§ Tarea 1
Repite al pie de la letra las filas que van desde la que contiene "Where can the number" hasta la última fila.

MAL NEGOCIO ESTA AMNISTÍA

Le preguntaron a Michel Foucault en 1977 si la revolución era posible. Habían pasado unos pocos y desilusionantes años desde mayo del 68 y la Unión Soviética estaba en su apogeo. El filósofo corrigió al periodista: la cuestión era si la revolución era deseable. Algo parecido sucede con la Ley de Amnistía que ahora se propone. Nos hemos embarrado en la respuesta a su posibilidad, a su constitucionalidad, y hemos debatido poco sobre su oportunidad, sobre si su aprobación nos hará mejores como sociedad.

El pecado no es solo de omisión, sino que lo es sobre todo de confusión, de fraude de respuestas. Existe una absurda tendencia a asociar el sí de la constitucionalidad de una ley al sí de su bondad; a entender que lo que no es pésimo es bueno. Recuerden, por ejemplo, que el Partido Popular impugnó ante el Tribunal Constitucional la ley que despenalizaba el aborto a través de un sistema de plazos, pero que no tocó esa ley, horrible a su parecer, cuando gozó de mayoría absoluta. Tan horrible como era la prisión permanente revisable para los grupos parlamentarios mayoritarios de esta y de la pasada legislatura. Rogar su anulación al Constitucional fue compatible con su tan campante mantenimiento, incluso con algún coqueteo de ampliación.

No creo que esta Ley de Amnistía sea inconstitucional, pero sí que es un muy mal negocio en moneda de valores constitucionales: es mucho más lo que perdemos con ella que lo que ganamos, y por eso pienso que será una muy mala ley. Hagamos cuentas, empezando por sus beneficios.

Hasta nueve veces, nueve, menciona el preámbulo de la ley la finalidad de la convivencia, concepto este abstracto y glamuroso como los de paz y democracia. Es tan difícil disentir de ellos como utilizarlos para resolver nuestros problemas prácticos de organización social. Son musas de las que es complicado llegar al teatro y cuyo encanto puede resultar engañoso, no vaya a ser que oculten fines menos subyugantes.

A la convivencia como beneficio de paja, testaférrico, apunta el devenir temporal de los acontecimientos. Si el origen del resquebrajamiento de la concordia se sitúa en la sentencia condenatoria del Tribunal Supremo, llama la atención que la preocupación por la convivencia y por su fortalecimiento con medidas radicales de exención penal surja casi cuatro años más tarde y más de dos años después de los indultos, y justo cuando acaecen la inestabilidad parlamentaria y la necesidad del apoyo de los grupos independentistas catalanes.

§ Registros de colocación de puntos
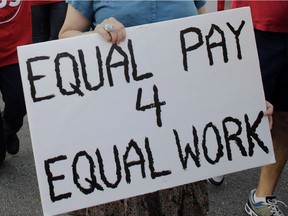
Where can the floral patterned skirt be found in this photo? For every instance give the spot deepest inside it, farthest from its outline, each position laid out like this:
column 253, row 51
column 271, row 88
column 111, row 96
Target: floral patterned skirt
column 187, row 200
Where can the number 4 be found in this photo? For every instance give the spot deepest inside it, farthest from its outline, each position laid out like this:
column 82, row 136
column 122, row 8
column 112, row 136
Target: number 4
column 157, row 104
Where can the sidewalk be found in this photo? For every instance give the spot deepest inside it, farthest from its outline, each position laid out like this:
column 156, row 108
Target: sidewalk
column 20, row 194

§ Tarea 2
Según el texto sobre la Ley de Amnistía, ¿cuántas veces menciona el preámbulo de la ley la finalidad de la convivencia?

§ Respuesta 1
Where can the number 4 be found in this photo? For every instance give the spot deepest inside it, farthest from its outline, each position laid out like this:
column 82, row 136
column 122, row 8
column 112, row 136
Target: number 4
column 157, row 104
Where can the sidewalk be found in this photo? For every instance give the spot deepest inside it, farthest from its outline, each position laid out like this:
column 156, row 108
Target: sidewalk
column 20, row 194

§ Respuesta 2
Nueve veces.